Copy the items from the line with "Could you kindly indicate each instance of the overcast" to the line with "<point>98,63</point>", changing "overcast sky" to "cloudy sky" and leaving everything else as it is.
####
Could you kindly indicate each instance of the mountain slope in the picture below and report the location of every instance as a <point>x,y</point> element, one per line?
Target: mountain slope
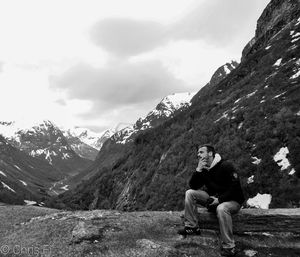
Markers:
<point>45,141</point>
<point>251,116</point>
<point>24,177</point>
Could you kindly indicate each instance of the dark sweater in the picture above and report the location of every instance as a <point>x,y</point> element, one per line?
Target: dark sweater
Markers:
<point>221,181</point>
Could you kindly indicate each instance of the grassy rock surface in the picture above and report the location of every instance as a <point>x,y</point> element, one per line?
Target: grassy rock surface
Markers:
<point>36,231</point>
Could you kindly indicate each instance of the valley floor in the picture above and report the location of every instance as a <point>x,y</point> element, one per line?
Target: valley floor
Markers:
<point>38,231</point>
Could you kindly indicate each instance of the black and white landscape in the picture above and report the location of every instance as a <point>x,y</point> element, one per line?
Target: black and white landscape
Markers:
<point>106,125</point>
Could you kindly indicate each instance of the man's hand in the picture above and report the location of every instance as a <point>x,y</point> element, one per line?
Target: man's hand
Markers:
<point>201,165</point>
<point>215,201</point>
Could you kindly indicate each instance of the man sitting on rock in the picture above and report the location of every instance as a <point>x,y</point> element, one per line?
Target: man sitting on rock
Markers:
<point>222,194</point>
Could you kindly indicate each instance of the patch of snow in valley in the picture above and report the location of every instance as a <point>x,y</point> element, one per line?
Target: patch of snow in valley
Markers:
<point>238,100</point>
<point>23,182</point>
<point>250,253</point>
<point>250,179</point>
<point>296,75</point>
<point>65,187</point>
<point>66,156</point>
<point>224,116</point>
<point>3,174</point>
<point>18,167</point>
<point>29,202</point>
<point>295,40</point>
<point>261,201</point>
<point>295,35</point>
<point>9,188</point>
<point>278,62</point>
<point>276,96</point>
<point>255,160</point>
<point>251,94</point>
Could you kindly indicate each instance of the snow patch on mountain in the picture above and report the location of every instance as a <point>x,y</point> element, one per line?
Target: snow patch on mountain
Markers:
<point>3,174</point>
<point>167,106</point>
<point>8,187</point>
<point>23,182</point>
<point>281,159</point>
<point>85,135</point>
<point>261,201</point>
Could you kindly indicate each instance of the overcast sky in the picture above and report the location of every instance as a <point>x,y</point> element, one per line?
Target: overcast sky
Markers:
<point>98,63</point>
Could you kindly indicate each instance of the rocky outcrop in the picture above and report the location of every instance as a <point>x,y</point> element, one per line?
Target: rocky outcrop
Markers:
<point>257,220</point>
<point>277,15</point>
<point>111,233</point>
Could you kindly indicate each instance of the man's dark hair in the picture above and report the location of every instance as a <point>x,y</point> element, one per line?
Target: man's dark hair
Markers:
<point>209,148</point>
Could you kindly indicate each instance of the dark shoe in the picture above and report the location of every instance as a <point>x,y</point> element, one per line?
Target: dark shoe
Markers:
<point>186,231</point>
<point>228,251</point>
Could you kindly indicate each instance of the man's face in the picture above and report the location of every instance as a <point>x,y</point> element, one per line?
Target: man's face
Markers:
<point>204,155</point>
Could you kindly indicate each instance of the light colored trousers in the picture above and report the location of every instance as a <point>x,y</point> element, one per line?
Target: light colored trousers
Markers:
<point>224,212</point>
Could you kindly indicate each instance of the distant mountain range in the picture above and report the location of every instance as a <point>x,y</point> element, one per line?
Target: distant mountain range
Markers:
<point>66,153</point>
<point>251,115</point>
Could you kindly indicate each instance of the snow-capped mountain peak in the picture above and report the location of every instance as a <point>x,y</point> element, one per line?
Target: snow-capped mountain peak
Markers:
<point>166,107</point>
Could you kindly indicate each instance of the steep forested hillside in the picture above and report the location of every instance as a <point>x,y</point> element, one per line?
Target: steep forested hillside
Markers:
<point>251,116</point>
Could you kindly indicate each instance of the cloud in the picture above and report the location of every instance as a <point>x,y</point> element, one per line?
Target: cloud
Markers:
<point>216,22</point>
<point>1,66</point>
<point>117,85</point>
<point>127,37</point>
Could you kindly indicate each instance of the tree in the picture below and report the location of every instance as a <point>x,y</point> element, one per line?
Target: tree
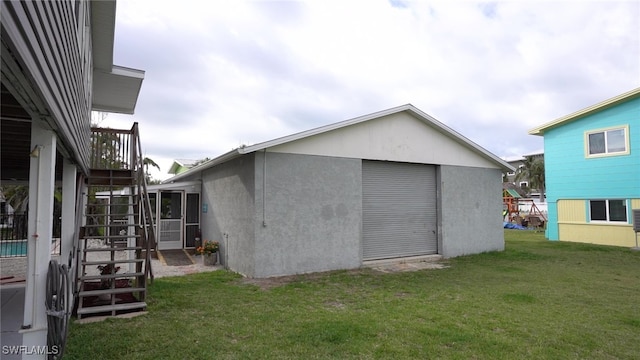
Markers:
<point>533,171</point>
<point>146,162</point>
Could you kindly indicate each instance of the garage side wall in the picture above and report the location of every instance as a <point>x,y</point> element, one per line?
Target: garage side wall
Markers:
<point>471,208</point>
<point>312,209</point>
<point>228,194</point>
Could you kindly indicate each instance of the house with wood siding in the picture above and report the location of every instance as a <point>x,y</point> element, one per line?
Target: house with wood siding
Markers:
<point>395,185</point>
<point>592,167</point>
<point>57,67</point>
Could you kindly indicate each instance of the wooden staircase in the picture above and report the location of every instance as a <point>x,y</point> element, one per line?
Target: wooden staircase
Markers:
<point>115,242</point>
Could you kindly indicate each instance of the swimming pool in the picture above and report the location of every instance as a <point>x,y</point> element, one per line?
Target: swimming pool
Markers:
<point>17,248</point>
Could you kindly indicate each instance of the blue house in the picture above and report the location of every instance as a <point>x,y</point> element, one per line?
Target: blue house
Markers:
<point>592,167</point>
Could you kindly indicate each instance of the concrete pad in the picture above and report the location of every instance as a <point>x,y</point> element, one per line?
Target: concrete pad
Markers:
<point>11,313</point>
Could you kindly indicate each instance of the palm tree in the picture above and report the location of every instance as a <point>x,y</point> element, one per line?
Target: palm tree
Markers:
<point>533,171</point>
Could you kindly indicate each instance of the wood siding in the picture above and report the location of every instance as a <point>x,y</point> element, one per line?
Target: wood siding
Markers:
<point>603,234</point>
<point>572,211</point>
<point>47,61</point>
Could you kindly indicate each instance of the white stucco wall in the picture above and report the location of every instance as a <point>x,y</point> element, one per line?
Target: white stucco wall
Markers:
<point>470,219</point>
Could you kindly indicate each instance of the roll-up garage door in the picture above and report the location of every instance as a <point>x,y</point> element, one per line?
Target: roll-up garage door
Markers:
<point>399,210</point>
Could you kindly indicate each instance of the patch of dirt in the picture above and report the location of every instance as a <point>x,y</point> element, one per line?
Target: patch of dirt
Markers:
<point>276,281</point>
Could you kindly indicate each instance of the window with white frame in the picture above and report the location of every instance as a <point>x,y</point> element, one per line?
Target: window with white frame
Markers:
<point>608,210</point>
<point>613,141</point>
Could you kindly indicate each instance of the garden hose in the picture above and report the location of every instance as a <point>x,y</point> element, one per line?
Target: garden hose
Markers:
<point>58,308</point>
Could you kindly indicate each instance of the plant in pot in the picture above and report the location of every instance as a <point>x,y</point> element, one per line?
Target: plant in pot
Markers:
<point>209,251</point>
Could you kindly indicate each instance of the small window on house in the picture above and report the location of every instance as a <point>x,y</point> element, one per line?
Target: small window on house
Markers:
<point>604,142</point>
<point>608,210</point>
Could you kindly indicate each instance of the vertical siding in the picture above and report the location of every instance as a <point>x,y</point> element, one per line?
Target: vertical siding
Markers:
<point>55,64</point>
<point>572,176</point>
<point>572,211</point>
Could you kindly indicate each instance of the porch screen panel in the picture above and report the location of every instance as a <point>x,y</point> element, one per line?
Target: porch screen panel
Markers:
<point>192,219</point>
<point>399,210</point>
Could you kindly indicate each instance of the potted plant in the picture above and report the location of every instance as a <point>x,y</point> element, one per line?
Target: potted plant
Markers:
<point>209,251</point>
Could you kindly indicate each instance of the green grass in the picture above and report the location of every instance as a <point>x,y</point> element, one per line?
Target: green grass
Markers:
<point>536,300</point>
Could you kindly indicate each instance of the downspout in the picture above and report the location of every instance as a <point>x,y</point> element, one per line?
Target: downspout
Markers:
<point>35,153</point>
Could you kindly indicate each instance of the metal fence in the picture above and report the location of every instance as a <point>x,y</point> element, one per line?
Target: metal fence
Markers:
<point>14,235</point>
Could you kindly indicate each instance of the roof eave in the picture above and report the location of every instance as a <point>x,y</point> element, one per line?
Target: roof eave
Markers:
<point>407,107</point>
<point>204,166</point>
<point>116,91</point>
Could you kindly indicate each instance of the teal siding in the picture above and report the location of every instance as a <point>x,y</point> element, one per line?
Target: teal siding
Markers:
<point>570,175</point>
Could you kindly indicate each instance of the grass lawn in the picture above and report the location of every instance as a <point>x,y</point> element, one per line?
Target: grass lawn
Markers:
<point>536,300</point>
####
## SOLUTION BELOW
Could you kindly indicate each instance of the cloudy sky in the picture above and report the location of every instance as a <point>x,y</point> element, one per line?
Target: cloudy sky
Markers:
<point>98,63</point>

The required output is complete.